** BEGIN Data rows **

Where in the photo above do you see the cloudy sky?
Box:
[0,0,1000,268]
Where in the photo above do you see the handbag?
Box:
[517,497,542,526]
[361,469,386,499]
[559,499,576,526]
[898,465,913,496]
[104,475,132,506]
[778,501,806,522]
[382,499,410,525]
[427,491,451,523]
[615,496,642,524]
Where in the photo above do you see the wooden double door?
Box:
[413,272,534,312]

** END Data rows **

▶ **Exercise**
Please write out all of these lines again, substituting "Region" for each "Box" and leaving everything else unchanged.

▶ **Answer to this exercise**
Where in the photo above do you see the cloudy sky?
Region:
[0,0,1000,268]
Where in the photo above do you see the handbag?
Region:
[517,497,542,526]
[361,469,386,499]
[559,499,576,526]
[898,465,913,496]
[104,475,132,506]
[778,501,806,522]
[382,499,410,525]
[427,491,451,523]
[615,496,642,524]
Where in the photo above do you see the wooden double door?
Region:
[413,272,534,312]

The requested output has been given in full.